◆ WORKING DATA:
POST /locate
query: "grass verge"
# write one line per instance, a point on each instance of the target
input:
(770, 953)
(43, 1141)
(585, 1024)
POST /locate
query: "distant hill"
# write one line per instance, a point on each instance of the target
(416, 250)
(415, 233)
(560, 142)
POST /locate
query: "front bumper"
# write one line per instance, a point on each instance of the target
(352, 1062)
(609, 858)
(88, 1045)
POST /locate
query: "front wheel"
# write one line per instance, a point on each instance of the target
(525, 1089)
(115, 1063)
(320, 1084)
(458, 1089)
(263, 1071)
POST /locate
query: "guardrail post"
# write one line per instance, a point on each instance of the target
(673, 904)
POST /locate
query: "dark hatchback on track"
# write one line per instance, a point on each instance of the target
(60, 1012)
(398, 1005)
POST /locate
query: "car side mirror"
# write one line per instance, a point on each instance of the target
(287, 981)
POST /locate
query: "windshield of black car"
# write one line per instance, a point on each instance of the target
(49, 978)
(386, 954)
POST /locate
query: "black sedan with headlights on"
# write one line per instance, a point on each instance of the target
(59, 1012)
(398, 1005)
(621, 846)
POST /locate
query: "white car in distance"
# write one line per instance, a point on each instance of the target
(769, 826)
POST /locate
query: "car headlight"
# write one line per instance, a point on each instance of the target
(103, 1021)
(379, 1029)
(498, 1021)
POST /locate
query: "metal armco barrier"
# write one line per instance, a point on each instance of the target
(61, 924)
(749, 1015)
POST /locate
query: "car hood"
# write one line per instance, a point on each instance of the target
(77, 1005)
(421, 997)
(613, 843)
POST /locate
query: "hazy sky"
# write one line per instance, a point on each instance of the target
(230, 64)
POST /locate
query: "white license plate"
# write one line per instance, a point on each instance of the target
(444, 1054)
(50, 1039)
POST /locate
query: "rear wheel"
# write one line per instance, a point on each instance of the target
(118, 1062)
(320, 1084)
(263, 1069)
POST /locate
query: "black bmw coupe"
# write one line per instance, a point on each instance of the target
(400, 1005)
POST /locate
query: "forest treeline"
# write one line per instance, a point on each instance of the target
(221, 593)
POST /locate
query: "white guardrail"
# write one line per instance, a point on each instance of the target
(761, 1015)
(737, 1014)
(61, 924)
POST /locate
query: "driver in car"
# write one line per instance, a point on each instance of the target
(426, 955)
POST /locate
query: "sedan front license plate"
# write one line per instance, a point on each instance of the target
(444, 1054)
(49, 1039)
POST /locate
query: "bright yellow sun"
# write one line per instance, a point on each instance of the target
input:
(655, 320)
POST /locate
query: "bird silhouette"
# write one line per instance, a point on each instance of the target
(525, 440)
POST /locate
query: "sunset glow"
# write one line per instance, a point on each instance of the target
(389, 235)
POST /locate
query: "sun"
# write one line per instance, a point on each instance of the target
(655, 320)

◆ TASK GOAL:
Repeat the material word for word, in full.

◆ COMPLETED TASK:
POST /locate
query: "grass verge"
# write one line per instance, a point on each instance of the target
input:
(770, 953)
(43, 1141)
(585, 1024)
POST /locate
query: "distant hill"
# write one line per instance, a point on each instance of the target
(416, 250)
(415, 233)
(560, 142)
POST /locate
query: "front bumper"
# write one line per instance, a point on each instance of the target
(352, 1062)
(609, 858)
(88, 1045)
POST /locate
query: "front wheel"
# write one line per instance, a point on each instance of the target
(525, 1089)
(115, 1063)
(320, 1084)
(458, 1089)
(263, 1071)
POST /locate
query: "guardrail post"
# write one line per instance, a point on each instance of the target
(673, 904)
POST /locate
query: "dark hatchback on track"
# write one line per instance, a point on each instance of the target
(60, 1012)
(398, 1005)
POST /locate
query: "car side mirror"
# write one line per instance, a point on each instance of the target
(287, 981)
POST /locate
query: "windshield of black car"
# write one line per instance, a point on each instance of the target
(49, 978)
(386, 954)
POST /locate
query: "black sedan with headlights on"
# write one line per instance, a point on each instance of the target
(59, 1012)
(398, 1005)
(621, 846)
POST /locate
query: "white car in distance"
# write one line per instance, a point on each instance of the target
(769, 826)
POST /locate
query: "car headlight"
# write one line per instance, a point on each instance of the target
(103, 1021)
(379, 1029)
(498, 1021)
POST /locate
query: "metal armco barrier"
# write one line per instance, a point on each instance of the target
(61, 924)
(749, 1015)
POST /locate
query: "car hood"
# write one line per instance, a point on each instance of the target
(77, 1005)
(421, 997)
(613, 843)
POST /locate
query: "hazy sky"
# write one line per instance, a point on each instance of the target
(230, 64)
POST /locate
query: "white license plate"
# write one line per instance, a point on each instance of the target
(444, 1054)
(50, 1039)
POST /locate
query: "rear wheel"
# write one line per instance, a point on each instance of the target
(118, 1062)
(320, 1084)
(263, 1069)
POST /locate
query: "black bmw coupe"
# write one line per instance, a point on each instance of the target
(400, 1005)
POST /locate
query: "forest treeline"
# write one line per instance, a point on each instance of the target
(221, 593)
POST /locate
query: "white guardrail"
# write one line per instance, a point on each instance of the target
(761, 1015)
(737, 1014)
(61, 924)
POST /locate
query: "driver in car"
# write one line per instance, a point on each instance of the target
(426, 955)
POST /locate
query: "sedan front license plate"
# write one line per instance, a point on each instance of the target
(444, 1054)
(49, 1039)
POST /locate
query: "bright yellow sun"
# write one line per instance, a point on each instance of the target
input:
(655, 320)
POST /locate
query: "bird silhouette"
# write one line per instance, a point on each instance of the target
(525, 440)
POST /locate
query: "sunset glow"
# write one line per instance, a point on each instance of the target
(389, 235)
POST /locate
query: "sun"
# write one line per instance, a point on each instance of the target
(655, 320)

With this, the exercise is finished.